## Exercise objective
Using the data that follows, say how many lines contain the word "dark", giving the number by itself.
##############################
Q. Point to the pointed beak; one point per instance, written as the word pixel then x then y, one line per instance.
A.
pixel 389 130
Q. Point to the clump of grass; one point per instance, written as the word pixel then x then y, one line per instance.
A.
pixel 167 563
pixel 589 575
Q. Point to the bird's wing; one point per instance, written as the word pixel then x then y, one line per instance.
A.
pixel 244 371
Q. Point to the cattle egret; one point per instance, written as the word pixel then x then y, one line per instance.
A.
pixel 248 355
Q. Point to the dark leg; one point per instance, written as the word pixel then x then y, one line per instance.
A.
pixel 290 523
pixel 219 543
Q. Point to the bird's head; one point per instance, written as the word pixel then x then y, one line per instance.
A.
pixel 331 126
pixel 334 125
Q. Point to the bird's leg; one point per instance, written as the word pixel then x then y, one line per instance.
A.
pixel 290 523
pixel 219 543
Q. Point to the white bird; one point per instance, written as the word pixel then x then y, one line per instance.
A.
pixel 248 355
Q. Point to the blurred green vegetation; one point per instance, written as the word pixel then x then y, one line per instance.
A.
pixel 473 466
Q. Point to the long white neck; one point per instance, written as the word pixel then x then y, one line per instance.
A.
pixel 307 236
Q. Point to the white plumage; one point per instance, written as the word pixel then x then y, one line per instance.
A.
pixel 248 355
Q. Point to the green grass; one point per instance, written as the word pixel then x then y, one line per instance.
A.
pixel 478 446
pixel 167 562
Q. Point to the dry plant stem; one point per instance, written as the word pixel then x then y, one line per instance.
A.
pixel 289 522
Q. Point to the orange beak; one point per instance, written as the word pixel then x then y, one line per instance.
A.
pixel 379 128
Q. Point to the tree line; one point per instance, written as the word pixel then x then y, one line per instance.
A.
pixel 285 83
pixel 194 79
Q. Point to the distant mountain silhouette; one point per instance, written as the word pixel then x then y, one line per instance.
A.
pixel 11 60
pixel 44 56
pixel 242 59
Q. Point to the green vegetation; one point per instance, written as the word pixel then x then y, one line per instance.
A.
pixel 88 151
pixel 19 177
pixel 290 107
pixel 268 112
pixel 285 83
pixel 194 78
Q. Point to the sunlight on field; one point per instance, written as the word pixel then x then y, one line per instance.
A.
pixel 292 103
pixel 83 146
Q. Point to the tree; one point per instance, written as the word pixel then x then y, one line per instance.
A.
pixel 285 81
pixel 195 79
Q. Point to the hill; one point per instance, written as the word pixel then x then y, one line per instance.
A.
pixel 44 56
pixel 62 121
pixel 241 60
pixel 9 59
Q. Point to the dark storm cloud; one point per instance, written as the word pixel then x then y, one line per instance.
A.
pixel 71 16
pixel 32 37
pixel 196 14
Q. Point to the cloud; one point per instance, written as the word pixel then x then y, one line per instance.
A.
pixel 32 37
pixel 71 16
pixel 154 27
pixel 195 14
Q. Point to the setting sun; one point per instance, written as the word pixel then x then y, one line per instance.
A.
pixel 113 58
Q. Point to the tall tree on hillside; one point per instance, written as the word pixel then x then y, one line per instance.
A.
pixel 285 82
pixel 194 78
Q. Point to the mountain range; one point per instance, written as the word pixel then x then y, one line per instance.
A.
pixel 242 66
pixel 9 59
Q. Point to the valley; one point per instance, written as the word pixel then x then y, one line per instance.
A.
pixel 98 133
##############################
## Finished exercise
2